◆ Direction
Collect each line of the records below that contains the word "suspension", matching case exactly, and copy those lines in full.

(Pointing dataset records)
▼▼▼
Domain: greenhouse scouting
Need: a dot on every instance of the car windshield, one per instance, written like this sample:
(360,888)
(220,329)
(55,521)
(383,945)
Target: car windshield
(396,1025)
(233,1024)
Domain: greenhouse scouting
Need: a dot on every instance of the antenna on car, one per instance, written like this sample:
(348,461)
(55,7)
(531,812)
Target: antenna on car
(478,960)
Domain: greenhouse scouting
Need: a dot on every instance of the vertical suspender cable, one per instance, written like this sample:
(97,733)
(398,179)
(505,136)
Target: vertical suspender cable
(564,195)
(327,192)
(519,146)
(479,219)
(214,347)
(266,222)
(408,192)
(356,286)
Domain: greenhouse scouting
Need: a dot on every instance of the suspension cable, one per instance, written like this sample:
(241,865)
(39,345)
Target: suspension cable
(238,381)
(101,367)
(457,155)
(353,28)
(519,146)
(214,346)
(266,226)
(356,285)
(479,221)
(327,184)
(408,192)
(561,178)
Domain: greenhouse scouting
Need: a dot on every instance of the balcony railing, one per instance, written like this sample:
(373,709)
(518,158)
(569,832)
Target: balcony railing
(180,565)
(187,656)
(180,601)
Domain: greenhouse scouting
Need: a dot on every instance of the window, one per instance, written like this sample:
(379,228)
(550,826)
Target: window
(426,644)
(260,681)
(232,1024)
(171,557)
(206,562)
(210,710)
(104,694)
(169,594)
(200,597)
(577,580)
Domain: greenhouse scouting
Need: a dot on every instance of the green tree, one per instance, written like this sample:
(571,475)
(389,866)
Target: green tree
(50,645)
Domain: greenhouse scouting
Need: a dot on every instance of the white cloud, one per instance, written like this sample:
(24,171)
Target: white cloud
▲▲▲
◆ Task solution
Need: a dot on every instance of the suspension cable, one per instance, written like this sample:
Target: suspension cable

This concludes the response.